## Begin SOURCE DATA
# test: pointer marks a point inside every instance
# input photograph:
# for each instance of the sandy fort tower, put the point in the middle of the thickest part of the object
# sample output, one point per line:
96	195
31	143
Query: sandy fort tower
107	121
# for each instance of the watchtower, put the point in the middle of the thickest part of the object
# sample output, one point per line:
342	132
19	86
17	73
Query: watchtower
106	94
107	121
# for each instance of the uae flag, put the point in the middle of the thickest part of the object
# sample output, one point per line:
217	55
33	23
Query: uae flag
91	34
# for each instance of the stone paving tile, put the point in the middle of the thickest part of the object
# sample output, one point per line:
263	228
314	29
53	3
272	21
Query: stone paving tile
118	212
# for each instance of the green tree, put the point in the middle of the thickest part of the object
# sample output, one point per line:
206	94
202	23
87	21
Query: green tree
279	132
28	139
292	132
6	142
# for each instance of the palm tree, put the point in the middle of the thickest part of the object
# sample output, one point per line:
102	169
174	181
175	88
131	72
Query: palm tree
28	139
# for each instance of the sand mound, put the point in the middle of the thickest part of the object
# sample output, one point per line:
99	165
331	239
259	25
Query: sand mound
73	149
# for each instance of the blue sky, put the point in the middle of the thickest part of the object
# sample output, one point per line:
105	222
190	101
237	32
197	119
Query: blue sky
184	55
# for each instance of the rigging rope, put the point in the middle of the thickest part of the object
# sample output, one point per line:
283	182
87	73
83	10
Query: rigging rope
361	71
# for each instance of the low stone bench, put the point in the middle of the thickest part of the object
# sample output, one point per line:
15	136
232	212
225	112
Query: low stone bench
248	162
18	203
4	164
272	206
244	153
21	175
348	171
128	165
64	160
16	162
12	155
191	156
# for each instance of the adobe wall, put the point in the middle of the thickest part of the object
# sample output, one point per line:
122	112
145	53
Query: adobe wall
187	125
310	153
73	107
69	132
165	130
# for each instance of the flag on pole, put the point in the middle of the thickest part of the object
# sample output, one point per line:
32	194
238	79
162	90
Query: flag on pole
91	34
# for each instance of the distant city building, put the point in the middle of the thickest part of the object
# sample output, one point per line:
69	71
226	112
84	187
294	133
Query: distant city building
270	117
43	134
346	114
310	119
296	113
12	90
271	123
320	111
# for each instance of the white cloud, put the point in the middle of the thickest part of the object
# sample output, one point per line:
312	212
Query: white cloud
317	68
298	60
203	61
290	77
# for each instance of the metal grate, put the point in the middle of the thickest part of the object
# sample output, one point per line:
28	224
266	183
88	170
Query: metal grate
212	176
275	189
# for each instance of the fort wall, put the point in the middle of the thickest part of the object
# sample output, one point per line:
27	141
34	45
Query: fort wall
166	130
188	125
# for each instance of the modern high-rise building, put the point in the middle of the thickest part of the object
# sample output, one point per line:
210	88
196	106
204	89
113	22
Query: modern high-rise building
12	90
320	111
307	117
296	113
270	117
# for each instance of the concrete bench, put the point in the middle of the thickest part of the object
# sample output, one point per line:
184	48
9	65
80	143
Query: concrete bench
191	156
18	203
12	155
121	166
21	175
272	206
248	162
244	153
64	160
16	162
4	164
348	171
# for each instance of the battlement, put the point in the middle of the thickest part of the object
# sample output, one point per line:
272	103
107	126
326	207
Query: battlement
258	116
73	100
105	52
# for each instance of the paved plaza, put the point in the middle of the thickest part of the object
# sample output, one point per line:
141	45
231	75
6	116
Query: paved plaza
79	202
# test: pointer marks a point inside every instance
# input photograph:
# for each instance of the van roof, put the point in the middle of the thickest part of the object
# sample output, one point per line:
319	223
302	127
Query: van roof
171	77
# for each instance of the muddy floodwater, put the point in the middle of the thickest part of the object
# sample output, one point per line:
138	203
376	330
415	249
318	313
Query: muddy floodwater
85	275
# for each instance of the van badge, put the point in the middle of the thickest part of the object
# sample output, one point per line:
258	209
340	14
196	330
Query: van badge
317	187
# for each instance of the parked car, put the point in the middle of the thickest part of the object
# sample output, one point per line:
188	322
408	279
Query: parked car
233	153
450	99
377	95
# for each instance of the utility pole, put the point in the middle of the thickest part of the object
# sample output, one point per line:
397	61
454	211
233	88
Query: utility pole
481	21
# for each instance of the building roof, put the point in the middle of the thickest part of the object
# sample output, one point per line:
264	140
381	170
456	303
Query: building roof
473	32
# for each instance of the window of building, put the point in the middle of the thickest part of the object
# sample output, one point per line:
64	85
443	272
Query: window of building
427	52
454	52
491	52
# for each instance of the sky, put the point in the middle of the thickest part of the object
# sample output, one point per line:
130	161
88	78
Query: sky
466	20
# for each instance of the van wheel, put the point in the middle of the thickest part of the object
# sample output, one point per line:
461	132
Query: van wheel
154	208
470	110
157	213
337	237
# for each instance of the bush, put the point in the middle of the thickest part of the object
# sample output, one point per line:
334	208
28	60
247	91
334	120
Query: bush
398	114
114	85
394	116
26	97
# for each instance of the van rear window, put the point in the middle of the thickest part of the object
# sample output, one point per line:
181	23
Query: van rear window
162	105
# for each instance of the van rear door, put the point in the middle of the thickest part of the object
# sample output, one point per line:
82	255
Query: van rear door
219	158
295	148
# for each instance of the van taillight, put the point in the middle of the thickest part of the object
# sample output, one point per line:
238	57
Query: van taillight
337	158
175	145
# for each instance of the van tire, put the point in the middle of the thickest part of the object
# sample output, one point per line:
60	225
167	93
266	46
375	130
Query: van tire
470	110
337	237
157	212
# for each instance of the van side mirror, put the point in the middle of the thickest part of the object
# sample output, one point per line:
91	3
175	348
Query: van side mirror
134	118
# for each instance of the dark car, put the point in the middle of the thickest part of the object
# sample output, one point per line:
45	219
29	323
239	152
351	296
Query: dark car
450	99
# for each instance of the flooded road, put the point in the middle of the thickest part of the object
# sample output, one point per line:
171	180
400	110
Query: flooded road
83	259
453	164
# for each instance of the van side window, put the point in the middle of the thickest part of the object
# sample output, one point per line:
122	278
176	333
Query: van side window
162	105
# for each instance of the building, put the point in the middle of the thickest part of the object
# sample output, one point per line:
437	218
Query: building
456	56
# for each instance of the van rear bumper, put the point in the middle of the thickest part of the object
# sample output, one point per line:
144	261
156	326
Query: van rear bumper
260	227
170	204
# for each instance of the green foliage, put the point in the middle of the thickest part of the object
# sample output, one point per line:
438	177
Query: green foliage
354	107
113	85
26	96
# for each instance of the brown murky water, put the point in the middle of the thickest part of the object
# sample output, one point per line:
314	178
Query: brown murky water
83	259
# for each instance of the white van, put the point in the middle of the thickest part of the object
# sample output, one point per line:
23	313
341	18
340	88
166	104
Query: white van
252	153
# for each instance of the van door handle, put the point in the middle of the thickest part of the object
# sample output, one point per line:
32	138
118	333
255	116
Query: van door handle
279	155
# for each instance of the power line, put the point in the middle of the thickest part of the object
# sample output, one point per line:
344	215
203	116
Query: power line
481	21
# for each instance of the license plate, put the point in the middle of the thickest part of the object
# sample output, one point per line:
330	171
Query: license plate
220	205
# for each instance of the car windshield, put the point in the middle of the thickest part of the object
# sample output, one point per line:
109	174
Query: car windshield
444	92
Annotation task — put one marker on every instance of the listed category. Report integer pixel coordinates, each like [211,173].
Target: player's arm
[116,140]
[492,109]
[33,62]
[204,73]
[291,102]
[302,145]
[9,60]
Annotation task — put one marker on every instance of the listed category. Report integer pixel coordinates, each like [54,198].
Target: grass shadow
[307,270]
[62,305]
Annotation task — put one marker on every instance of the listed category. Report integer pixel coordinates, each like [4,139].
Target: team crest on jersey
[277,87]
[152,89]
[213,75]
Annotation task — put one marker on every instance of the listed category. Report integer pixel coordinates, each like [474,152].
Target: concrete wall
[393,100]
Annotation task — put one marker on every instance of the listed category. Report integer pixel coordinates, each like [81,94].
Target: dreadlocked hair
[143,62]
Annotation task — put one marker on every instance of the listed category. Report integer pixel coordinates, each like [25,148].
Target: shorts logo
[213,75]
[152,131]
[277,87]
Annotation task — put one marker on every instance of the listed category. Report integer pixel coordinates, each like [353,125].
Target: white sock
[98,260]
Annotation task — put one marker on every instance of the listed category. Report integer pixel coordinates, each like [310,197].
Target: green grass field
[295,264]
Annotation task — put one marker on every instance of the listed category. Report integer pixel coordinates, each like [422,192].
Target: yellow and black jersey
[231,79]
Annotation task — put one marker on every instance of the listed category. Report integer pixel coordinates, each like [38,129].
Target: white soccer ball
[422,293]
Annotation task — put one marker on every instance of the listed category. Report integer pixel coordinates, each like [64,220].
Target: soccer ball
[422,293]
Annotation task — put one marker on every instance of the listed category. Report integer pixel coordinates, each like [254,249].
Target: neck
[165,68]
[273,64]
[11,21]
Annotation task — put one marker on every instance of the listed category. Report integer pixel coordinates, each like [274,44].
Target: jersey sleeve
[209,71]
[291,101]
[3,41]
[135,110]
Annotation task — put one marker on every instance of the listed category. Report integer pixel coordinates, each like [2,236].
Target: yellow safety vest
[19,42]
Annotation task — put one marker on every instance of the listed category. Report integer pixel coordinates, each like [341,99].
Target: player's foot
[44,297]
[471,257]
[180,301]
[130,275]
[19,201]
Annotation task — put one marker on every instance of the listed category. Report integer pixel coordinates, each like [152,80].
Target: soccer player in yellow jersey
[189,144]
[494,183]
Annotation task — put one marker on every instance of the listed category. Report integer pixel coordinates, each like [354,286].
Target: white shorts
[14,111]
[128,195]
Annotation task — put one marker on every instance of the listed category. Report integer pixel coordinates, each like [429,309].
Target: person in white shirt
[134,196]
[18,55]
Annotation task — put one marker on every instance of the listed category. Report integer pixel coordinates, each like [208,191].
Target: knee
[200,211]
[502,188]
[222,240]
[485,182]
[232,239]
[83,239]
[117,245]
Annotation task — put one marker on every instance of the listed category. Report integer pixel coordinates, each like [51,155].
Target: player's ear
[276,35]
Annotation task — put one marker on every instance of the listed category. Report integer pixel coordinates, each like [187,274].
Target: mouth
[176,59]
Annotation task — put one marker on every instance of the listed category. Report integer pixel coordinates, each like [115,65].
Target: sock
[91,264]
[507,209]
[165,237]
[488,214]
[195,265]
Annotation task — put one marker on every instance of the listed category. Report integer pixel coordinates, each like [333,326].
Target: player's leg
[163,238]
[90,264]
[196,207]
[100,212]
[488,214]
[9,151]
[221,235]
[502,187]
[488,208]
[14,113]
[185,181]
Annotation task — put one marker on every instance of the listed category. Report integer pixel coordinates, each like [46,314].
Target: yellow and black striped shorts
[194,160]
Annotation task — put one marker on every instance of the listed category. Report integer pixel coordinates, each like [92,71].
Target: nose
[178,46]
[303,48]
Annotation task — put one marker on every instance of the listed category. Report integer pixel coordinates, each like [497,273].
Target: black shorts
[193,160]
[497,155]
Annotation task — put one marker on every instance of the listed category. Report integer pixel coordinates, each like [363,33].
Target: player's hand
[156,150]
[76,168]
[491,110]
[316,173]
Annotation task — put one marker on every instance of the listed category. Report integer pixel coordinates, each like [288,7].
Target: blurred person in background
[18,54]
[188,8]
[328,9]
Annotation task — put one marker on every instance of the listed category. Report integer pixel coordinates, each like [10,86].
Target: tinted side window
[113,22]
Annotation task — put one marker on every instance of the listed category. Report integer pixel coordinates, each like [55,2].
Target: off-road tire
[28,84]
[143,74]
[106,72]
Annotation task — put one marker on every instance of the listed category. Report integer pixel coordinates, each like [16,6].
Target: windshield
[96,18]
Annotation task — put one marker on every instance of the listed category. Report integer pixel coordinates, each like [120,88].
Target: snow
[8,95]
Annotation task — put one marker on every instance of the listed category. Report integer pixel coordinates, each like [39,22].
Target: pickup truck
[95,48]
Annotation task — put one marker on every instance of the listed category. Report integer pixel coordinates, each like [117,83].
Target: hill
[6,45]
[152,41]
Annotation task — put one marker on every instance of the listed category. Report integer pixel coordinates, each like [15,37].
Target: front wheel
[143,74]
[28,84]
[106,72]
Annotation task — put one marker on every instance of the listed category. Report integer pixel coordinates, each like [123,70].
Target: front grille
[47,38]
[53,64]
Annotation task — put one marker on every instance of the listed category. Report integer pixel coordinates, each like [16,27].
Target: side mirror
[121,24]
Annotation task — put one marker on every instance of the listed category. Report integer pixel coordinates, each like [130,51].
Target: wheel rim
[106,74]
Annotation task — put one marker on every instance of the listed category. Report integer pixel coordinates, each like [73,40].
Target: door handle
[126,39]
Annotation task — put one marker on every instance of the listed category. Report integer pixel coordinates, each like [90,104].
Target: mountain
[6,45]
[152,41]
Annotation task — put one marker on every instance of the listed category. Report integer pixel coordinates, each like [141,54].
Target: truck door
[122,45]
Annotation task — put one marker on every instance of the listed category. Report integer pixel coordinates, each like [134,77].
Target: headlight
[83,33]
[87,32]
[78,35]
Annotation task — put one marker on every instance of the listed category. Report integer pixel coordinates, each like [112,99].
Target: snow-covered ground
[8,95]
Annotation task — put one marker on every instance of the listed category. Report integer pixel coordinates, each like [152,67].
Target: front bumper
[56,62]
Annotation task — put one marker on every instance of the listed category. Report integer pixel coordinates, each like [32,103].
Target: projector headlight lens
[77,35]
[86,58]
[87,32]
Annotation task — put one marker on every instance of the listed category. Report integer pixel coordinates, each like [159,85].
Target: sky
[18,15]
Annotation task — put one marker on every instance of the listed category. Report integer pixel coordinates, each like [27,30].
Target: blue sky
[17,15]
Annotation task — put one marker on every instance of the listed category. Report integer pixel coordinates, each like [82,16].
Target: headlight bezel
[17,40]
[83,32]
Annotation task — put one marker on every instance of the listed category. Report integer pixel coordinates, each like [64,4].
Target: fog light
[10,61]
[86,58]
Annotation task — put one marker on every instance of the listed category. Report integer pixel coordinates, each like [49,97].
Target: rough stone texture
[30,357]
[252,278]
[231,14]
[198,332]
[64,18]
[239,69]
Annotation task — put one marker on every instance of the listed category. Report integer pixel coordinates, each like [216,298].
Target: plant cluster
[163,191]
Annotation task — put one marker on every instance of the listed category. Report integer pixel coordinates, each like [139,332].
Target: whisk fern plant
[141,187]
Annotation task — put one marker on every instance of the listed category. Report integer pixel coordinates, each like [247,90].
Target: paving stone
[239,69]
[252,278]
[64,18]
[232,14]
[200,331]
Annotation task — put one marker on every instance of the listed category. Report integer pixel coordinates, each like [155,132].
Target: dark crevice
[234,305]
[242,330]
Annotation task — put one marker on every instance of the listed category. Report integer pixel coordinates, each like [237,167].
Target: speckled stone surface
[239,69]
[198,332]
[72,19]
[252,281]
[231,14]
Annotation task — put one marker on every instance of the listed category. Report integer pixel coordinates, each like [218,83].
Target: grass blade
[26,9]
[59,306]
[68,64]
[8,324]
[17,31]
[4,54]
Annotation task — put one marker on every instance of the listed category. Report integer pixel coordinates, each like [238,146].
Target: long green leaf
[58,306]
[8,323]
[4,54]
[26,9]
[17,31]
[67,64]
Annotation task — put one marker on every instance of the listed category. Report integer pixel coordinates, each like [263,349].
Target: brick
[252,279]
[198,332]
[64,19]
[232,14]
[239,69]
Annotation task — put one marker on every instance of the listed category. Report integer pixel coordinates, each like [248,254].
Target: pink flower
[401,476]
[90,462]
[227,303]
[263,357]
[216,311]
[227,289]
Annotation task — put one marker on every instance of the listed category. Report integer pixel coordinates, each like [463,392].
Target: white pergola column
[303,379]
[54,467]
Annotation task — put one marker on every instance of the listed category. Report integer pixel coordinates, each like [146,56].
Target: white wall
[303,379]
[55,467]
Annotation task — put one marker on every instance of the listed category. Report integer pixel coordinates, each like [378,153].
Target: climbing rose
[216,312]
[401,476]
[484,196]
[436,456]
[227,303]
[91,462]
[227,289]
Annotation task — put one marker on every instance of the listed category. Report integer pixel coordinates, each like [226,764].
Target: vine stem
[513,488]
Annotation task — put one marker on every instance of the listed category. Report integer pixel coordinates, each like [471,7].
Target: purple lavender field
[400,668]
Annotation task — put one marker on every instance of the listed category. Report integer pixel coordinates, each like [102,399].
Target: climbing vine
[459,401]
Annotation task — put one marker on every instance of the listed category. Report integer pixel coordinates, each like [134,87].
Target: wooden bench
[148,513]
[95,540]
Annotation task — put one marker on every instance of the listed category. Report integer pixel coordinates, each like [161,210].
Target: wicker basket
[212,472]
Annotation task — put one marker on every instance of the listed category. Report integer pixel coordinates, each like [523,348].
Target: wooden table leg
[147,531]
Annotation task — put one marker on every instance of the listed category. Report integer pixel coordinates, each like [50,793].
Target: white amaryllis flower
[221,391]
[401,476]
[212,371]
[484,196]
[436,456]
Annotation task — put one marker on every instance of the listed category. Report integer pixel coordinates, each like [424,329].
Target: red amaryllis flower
## End SOURCE DATA
• YOUR GOAL:
Quote exactly the line containing "each like [134,87]." and every later line through the end of the listing, and no other lines.

• EXERCISE ANSWER:
Annotation task — put one marker on every instance of the listed category. Report integer pixel coordinates, each like [134,87].
Target: wooden bench
[148,513]
[95,540]
Annotation task — put one marker on every instance of the listed category. Report integer pixel coordinates, each like [161,210].
Target: wicker basket
[212,472]
Annotation task — put one marker on every instance of the listed category. Report integer pixel coordinates, each like [523,348].
Target: wooden table leg
[147,531]
Annotation task — put one marker on every instance of the listed category. Report integer pixel coordinates, each like [50,793].
Target: white amaryllis flower
[221,391]
[401,476]
[212,371]
[484,196]
[436,456]
Annotation task — put one marker on every instance of the listed category. Report integer pixel coordinates, each like [424,329].
Target: red amaryllis flower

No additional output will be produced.